↓

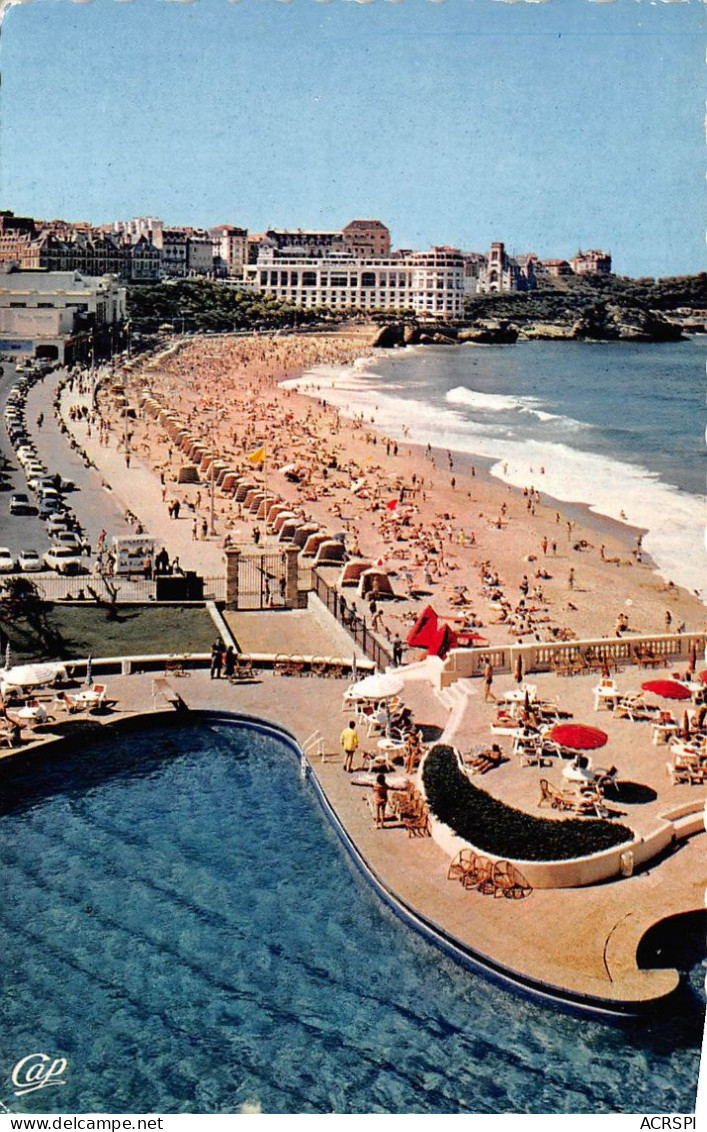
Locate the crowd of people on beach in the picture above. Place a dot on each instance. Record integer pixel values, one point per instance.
(423, 515)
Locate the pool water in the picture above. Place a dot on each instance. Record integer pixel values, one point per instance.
(179, 922)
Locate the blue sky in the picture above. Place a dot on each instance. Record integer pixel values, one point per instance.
(550, 126)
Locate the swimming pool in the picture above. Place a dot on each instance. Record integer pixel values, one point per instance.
(179, 922)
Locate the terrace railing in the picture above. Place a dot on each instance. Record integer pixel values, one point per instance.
(352, 622)
(75, 588)
(665, 648)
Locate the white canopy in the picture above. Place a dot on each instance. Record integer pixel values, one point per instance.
(29, 676)
(377, 687)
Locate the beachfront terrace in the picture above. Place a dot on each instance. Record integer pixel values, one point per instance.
(579, 940)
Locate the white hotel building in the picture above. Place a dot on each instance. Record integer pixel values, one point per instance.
(427, 282)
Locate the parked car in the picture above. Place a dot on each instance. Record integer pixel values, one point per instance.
(49, 507)
(48, 494)
(68, 539)
(40, 481)
(29, 560)
(63, 559)
(58, 522)
(20, 505)
(7, 563)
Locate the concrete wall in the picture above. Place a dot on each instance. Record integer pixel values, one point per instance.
(591, 869)
(539, 658)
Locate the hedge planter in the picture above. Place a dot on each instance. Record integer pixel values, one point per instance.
(498, 830)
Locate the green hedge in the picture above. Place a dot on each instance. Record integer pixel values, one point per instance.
(497, 829)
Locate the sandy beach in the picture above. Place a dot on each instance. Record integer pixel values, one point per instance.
(512, 564)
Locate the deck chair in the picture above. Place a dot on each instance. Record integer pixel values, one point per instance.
(464, 863)
(679, 775)
(482, 878)
(416, 821)
(631, 708)
(100, 689)
(242, 668)
(604, 778)
(588, 805)
(509, 882)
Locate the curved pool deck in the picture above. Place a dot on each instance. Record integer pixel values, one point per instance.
(575, 948)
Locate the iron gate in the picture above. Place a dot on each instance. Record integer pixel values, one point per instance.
(261, 581)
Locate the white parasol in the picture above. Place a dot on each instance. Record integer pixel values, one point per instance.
(377, 687)
(29, 676)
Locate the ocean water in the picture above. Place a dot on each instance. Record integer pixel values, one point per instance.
(179, 923)
(617, 426)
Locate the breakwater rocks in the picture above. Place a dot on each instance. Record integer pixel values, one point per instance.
(597, 323)
(484, 332)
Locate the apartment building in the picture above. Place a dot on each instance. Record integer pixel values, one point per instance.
(503, 273)
(230, 249)
(61, 316)
(425, 282)
(592, 262)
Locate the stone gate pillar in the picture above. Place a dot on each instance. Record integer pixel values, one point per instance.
(292, 572)
(233, 556)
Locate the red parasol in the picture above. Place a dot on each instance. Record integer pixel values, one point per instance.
(472, 640)
(424, 631)
(670, 689)
(443, 640)
(578, 736)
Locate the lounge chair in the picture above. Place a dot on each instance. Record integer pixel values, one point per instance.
(631, 708)
(558, 799)
(100, 703)
(509, 882)
(679, 775)
(242, 668)
(604, 778)
(464, 863)
(416, 820)
(587, 805)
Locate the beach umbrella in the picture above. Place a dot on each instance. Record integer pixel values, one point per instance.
(670, 689)
(379, 686)
(578, 736)
(424, 629)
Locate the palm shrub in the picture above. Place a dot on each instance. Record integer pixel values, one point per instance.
(502, 831)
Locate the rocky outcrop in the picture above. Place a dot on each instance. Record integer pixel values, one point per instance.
(490, 333)
(412, 334)
(541, 331)
(611, 322)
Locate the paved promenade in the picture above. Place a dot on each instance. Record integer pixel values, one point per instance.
(136, 488)
(582, 940)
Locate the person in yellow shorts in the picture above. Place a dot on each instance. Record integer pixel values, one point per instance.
(350, 743)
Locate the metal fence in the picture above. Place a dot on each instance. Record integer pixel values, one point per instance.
(352, 622)
(79, 586)
(261, 580)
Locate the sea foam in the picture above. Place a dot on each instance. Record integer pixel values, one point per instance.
(673, 519)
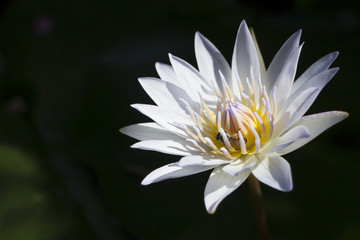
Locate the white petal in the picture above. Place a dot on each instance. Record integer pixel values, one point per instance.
(281, 58)
(316, 124)
(172, 170)
(190, 79)
(317, 82)
(166, 95)
(197, 160)
(286, 77)
(210, 61)
(294, 134)
(173, 147)
(148, 131)
(220, 185)
(164, 117)
(244, 57)
(236, 167)
(296, 107)
(167, 73)
(319, 66)
(274, 171)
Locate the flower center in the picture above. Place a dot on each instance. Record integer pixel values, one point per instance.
(238, 124)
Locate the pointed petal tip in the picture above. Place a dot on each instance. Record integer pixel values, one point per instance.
(146, 182)
(343, 114)
(210, 206)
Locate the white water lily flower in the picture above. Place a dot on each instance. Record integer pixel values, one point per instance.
(236, 120)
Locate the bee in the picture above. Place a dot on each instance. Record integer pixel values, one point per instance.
(234, 140)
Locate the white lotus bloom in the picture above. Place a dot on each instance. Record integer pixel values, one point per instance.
(235, 120)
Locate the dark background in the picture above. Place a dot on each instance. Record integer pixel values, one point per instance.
(68, 73)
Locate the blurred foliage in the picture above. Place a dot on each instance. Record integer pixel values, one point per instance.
(68, 74)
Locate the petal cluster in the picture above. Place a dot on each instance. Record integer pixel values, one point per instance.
(237, 120)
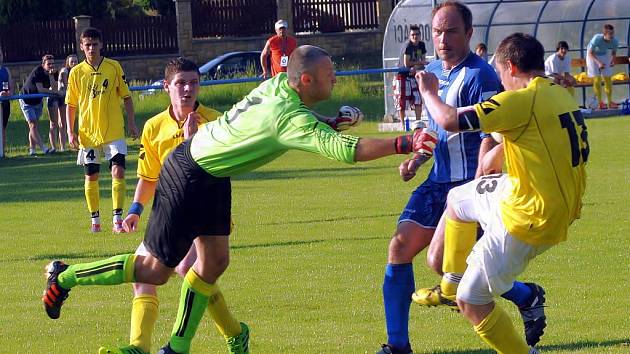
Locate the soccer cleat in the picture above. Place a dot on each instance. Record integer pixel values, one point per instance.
(117, 227)
(389, 349)
(54, 295)
(239, 344)
(130, 349)
(167, 350)
(434, 297)
(534, 315)
(95, 228)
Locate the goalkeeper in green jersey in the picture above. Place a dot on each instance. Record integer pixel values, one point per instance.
(192, 203)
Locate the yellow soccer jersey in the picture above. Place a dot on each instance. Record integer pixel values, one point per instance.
(96, 92)
(546, 148)
(160, 135)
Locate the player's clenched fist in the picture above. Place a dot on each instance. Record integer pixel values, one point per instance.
(347, 117)
(422, 141)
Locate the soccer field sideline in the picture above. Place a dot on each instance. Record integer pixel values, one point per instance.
(307, 263)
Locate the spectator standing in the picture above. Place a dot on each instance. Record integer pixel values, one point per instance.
(62, 85)
(600, 57)
(38, 81)
(280, 47)
(6, 89)
(558, 67)
(482, 51)
(412, 58)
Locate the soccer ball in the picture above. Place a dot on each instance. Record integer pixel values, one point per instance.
(592, 103)
(497, 137)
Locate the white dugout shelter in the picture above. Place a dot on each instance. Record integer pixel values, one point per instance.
(573, 21)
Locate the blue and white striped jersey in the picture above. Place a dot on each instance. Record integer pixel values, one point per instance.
(471, 81)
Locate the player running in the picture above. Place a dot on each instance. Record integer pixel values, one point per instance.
(192, 203)
(161, 134)
(526, 211)
(94, 88)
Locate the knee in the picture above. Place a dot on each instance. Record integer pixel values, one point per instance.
(144, 289)
(434, 262)
(399, 250)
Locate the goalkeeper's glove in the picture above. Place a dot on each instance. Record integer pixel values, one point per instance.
(347, 117)
(422, 141)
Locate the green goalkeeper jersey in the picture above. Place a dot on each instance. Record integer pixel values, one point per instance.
(268, 122)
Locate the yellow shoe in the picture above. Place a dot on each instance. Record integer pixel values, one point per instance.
(434, 297)
(122, 350)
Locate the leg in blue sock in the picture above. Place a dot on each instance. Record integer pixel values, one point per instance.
(397, 289)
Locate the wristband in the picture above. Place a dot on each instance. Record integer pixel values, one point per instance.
(136, 208)
(403, 144)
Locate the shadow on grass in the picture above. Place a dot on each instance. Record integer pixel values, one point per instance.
(580, 345)
(310, 173)
(341, 218)
(76, 255)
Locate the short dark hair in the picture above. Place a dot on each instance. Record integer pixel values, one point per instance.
(92, 33)
(463, 10)
(522, 50)
(562, 44)
(178, 65)
(47, 57)
(303, 60)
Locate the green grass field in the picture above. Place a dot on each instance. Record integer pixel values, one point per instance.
(308, 255)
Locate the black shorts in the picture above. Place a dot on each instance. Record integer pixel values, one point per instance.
(6, 112)
(188, 202)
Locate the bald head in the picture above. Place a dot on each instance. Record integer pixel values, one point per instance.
(303, 60)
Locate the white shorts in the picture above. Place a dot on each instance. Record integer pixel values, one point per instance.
(183, 266)
(498, 257)
(592, 70)
(93, 154)
(406, 93)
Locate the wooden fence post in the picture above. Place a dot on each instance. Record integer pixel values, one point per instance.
(184, 27)
(384, 11)
(285, 12)
(80, 23)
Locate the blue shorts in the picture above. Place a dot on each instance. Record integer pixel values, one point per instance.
(427, 203)
(32, 112)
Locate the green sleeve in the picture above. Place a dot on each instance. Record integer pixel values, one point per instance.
(301, 130)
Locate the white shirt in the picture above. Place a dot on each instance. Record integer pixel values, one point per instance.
(555, 65)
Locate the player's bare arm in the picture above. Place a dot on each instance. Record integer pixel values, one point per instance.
(145, 190)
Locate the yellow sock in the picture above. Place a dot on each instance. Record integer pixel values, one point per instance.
(218, 310)
(118, 193)
(144, 312)
(92, 195)
(499, 333)
(608, 88)
(597, 88)
(459, 239)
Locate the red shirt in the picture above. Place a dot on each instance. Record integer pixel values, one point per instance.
(279, 47)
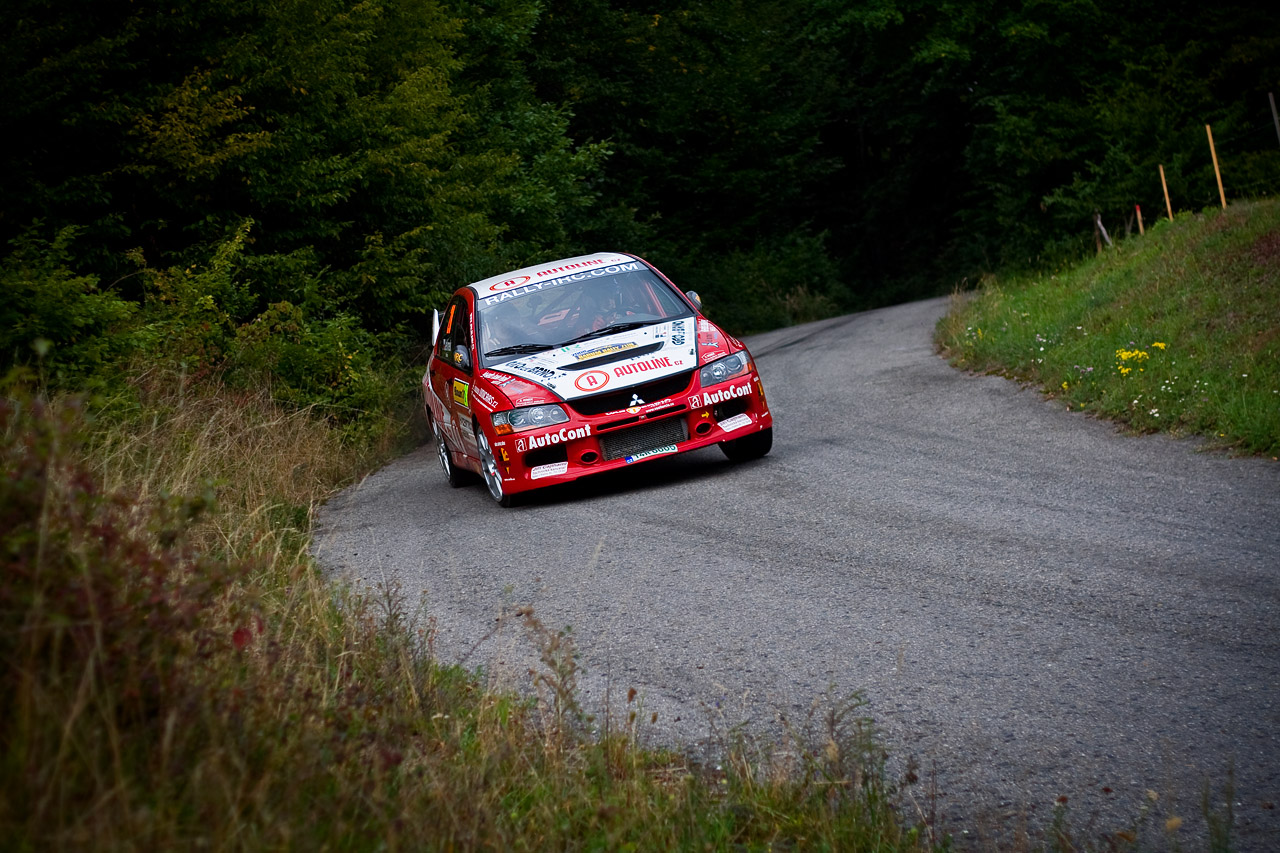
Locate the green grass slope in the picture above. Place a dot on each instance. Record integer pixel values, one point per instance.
(1176, 331)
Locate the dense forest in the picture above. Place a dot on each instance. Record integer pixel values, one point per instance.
(288, 187)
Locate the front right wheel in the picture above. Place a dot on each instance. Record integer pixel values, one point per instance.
(754, 446)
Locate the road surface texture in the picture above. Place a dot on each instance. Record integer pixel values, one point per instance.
(1033, 603)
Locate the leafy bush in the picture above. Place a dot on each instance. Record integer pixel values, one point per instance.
(51, 315)
(332, 363)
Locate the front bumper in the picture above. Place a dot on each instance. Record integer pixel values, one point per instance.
(592, 443)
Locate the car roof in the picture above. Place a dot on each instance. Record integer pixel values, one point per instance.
(545, 272)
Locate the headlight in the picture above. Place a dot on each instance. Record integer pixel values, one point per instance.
(725, 369)
(528, 418)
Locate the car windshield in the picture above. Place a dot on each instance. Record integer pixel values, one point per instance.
(575, 308)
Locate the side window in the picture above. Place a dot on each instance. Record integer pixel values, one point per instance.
(456, 340)
(444, 345)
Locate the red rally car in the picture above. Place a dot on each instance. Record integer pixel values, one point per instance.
(584, 365)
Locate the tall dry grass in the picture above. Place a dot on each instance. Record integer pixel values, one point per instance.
(179, 675)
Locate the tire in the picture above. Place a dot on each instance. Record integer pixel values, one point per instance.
(452, 473)
(754, 446)
(489, 471)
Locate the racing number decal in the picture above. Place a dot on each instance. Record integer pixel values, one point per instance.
(592, 381)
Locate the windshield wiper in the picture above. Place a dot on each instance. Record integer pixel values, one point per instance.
(519, 349)
(606, 331)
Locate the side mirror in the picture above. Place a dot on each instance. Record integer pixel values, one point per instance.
(462, 359)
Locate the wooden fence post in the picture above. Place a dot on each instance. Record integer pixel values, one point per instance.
(1274, 117)
(1165, 185)
(1216, 173)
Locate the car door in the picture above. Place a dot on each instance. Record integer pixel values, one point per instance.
(452, 377)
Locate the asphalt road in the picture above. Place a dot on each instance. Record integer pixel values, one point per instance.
(1033, 603)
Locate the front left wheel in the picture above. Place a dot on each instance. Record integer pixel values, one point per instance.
(452, 473)
(490, 473)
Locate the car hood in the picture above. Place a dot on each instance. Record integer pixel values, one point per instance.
(611, 363)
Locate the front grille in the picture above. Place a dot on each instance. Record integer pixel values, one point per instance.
(647, 437)
(618, 400)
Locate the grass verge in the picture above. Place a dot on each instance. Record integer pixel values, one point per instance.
(178, 675)
(1178, 331)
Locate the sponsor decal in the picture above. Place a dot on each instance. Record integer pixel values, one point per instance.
(602, 351)
(656, 451)
(538, 370)
(732, 392)
(563, 434)
(736, 422)
(510, 282)
(644, 366)
(521, 288)
(592, 381)
(554, 469)
(497, 378)
(594, 261)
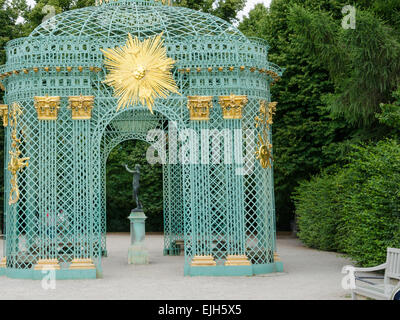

↑

• [DIRECTIONS FOR THIS TASK]
Reproduce nothing but the lines that run from the line containing "Locate the sponsor" through the last line of the records, inclusive. Omit the pictures.

• [EXERCISE OUTPUT]
Locate the sponsor decal in the picture above. Place a dot on each instance. Record integer pixel values, one point per instance.
(602, 351)
(656, 451)
(538, 370)
(732, 392)
(563, 434)
(736, 422)
(510, 282)
(644, 366)
(521, 288)
(592, 381)
(554, 469)
(497, 378)
(594, 261)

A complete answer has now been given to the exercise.